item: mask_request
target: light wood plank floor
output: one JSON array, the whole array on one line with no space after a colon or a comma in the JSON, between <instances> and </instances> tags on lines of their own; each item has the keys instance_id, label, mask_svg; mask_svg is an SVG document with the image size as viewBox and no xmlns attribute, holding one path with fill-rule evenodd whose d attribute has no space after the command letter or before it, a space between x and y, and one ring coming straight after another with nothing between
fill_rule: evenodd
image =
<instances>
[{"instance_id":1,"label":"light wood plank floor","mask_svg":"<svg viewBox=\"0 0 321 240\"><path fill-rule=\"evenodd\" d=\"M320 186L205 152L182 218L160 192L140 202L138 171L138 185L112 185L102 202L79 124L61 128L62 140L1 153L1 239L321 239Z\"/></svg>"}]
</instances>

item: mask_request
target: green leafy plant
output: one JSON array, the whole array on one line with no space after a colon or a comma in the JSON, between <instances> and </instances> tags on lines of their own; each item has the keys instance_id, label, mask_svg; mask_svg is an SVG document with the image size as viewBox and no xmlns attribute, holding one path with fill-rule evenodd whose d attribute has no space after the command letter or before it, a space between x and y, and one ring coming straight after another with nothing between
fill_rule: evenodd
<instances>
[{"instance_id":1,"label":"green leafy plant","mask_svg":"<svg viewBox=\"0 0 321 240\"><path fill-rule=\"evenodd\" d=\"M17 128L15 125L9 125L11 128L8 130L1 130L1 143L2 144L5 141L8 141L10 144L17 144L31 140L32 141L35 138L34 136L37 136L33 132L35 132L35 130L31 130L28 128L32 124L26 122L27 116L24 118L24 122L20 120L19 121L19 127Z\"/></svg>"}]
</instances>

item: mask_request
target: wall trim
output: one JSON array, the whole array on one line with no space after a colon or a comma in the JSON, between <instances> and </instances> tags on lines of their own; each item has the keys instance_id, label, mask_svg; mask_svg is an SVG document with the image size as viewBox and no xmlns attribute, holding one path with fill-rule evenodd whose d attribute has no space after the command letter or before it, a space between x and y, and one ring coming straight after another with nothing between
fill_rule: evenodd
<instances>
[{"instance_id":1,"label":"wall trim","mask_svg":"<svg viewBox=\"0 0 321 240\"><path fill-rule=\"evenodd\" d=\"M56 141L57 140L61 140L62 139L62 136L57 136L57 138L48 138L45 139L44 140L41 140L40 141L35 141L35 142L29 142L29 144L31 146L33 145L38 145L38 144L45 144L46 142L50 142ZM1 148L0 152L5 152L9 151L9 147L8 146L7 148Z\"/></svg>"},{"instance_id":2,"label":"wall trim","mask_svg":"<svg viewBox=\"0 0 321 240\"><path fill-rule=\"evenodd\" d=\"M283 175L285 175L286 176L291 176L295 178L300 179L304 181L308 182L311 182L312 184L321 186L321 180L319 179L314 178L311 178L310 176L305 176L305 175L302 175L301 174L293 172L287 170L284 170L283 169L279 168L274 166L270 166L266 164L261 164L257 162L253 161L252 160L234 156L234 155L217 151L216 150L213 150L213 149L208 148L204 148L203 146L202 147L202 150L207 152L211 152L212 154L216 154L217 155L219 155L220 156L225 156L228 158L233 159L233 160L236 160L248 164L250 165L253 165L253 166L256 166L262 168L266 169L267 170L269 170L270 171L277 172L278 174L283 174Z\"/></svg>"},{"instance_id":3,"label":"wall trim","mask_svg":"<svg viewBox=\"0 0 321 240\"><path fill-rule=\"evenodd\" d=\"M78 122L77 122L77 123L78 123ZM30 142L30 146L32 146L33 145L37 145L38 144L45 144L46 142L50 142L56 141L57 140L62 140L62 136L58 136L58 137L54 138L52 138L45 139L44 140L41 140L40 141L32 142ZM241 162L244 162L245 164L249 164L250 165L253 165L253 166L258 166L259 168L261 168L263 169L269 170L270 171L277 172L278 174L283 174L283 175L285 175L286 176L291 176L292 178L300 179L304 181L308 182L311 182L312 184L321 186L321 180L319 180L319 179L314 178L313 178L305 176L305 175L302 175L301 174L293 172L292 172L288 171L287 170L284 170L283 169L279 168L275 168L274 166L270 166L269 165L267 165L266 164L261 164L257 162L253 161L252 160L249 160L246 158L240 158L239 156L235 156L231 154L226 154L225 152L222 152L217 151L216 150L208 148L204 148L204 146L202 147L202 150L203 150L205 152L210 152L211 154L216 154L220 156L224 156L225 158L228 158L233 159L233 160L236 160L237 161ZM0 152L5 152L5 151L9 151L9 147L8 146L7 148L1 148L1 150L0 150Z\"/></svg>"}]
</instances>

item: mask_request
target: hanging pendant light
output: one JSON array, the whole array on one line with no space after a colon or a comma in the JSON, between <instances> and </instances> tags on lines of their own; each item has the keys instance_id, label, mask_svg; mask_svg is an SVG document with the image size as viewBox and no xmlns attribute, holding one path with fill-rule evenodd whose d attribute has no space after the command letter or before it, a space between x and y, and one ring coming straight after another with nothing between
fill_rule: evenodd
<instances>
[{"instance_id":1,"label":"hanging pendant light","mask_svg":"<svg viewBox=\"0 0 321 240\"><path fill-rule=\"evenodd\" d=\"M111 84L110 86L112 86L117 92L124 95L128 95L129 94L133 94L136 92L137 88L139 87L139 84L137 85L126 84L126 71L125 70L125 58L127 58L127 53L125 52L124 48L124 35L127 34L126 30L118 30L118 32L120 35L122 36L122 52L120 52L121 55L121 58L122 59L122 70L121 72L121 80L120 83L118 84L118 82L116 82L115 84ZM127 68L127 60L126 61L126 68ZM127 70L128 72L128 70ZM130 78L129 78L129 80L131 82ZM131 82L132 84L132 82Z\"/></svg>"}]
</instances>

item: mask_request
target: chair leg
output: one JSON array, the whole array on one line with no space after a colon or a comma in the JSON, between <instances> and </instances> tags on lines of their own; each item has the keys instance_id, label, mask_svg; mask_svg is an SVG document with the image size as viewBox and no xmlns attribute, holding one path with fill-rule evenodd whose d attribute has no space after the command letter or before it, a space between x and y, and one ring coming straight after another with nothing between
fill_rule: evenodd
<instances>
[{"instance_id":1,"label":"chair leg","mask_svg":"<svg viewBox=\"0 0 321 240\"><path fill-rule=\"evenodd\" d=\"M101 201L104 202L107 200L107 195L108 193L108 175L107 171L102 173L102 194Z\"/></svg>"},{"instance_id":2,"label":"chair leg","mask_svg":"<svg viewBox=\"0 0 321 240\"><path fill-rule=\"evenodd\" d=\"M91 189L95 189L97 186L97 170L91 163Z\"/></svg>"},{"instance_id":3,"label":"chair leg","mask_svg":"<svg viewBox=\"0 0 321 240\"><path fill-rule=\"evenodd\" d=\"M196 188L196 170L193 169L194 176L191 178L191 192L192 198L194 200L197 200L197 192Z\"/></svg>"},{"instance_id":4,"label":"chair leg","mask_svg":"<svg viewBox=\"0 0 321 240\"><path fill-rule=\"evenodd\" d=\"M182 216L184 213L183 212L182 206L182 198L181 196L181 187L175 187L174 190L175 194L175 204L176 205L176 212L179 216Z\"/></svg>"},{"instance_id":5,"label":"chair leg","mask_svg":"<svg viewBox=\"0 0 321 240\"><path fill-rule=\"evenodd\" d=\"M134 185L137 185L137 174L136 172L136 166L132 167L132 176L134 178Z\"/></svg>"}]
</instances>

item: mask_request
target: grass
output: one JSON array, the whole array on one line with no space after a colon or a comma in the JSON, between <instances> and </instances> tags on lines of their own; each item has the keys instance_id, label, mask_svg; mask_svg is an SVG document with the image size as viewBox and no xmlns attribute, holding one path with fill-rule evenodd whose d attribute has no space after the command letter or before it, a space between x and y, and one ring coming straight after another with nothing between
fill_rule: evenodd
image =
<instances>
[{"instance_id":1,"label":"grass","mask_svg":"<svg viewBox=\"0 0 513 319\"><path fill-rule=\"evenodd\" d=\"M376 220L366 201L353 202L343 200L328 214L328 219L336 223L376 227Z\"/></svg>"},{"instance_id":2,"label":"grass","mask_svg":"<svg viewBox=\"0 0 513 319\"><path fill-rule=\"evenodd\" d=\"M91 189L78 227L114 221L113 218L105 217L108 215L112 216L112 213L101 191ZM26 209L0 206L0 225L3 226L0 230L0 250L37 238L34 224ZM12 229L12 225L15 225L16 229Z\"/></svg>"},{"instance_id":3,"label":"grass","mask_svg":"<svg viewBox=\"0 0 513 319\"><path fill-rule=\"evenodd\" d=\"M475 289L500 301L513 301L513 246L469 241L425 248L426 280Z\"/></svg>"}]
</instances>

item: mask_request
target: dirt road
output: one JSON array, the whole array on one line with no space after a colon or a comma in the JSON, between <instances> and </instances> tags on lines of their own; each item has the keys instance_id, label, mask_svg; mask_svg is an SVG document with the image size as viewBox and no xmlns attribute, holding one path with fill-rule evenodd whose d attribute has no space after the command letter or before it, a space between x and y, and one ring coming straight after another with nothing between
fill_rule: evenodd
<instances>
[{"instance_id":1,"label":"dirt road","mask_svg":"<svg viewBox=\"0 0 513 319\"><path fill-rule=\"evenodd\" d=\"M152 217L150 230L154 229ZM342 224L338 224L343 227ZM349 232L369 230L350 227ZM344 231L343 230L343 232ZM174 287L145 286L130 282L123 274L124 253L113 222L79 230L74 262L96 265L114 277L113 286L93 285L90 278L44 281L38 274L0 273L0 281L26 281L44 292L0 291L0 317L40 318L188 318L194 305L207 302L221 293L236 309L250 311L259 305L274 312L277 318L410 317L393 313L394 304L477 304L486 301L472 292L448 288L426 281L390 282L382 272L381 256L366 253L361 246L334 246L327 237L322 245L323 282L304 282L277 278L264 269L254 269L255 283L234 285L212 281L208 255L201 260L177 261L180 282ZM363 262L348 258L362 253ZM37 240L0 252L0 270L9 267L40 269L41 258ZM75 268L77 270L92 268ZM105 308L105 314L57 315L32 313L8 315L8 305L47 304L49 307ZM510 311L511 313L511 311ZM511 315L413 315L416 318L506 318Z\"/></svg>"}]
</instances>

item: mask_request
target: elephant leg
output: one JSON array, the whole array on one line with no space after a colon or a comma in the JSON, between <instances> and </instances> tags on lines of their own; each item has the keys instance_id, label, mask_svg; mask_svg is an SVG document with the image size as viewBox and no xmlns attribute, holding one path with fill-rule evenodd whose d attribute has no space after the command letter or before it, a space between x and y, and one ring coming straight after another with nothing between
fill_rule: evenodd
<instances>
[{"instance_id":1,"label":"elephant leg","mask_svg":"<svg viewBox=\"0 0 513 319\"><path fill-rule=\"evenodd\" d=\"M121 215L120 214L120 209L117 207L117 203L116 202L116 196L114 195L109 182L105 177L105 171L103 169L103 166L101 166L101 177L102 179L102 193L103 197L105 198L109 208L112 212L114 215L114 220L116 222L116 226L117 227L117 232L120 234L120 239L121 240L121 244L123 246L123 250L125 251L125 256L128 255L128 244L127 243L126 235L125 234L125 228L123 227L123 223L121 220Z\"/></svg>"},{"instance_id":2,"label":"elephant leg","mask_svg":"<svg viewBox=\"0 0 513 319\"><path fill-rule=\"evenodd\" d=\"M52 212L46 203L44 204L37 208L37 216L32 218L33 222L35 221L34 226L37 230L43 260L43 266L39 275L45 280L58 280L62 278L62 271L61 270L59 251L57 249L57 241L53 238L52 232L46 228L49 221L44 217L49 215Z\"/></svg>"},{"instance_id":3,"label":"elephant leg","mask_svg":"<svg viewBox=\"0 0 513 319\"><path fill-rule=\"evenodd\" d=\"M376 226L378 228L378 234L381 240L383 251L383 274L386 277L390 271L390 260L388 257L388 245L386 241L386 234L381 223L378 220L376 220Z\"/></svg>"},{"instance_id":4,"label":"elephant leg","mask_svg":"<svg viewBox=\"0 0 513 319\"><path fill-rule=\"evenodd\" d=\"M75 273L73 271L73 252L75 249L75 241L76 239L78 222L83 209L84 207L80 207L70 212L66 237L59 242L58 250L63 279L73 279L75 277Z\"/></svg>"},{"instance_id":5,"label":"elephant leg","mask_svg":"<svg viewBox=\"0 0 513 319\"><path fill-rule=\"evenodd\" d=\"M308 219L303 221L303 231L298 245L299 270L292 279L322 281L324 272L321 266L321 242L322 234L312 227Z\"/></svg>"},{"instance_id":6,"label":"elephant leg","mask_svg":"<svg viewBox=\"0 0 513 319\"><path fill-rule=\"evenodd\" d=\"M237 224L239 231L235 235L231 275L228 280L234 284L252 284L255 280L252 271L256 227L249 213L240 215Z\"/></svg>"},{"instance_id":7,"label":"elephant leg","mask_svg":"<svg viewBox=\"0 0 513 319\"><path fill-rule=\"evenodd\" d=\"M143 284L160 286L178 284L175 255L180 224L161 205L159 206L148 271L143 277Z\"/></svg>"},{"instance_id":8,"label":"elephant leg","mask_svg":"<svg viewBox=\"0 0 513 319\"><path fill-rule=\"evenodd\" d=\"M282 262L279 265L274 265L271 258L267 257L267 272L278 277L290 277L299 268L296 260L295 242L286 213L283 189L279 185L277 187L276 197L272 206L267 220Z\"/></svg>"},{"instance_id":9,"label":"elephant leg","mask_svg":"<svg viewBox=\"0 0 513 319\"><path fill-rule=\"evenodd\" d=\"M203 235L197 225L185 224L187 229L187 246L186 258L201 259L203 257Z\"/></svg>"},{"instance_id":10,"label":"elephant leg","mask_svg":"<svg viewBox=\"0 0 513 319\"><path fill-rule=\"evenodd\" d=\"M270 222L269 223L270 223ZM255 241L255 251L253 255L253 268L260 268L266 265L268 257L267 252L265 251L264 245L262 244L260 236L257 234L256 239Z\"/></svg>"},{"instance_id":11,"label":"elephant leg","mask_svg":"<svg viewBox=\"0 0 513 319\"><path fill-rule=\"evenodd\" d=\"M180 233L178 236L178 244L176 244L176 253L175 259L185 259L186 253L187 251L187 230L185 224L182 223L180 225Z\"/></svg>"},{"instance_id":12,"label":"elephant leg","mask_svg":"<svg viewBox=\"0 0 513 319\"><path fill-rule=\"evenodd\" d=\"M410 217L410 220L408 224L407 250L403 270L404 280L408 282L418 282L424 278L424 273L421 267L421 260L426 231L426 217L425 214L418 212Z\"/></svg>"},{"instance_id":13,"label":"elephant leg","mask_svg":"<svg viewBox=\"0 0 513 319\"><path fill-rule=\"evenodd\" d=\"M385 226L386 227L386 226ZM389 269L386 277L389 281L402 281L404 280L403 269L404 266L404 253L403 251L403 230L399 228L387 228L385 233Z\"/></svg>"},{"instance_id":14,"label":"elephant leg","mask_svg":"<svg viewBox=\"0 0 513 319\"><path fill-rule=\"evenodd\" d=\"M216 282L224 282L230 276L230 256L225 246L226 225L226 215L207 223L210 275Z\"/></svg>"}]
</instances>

************

Which lines in the records above contain the string "target", with case counting? Copy every one of them.

target: light wood plank floor
target: green leafy plant
target: wall trim
target: hanging pendant light
target: chair leg
target: grass
target: dirt road
target: elephant leg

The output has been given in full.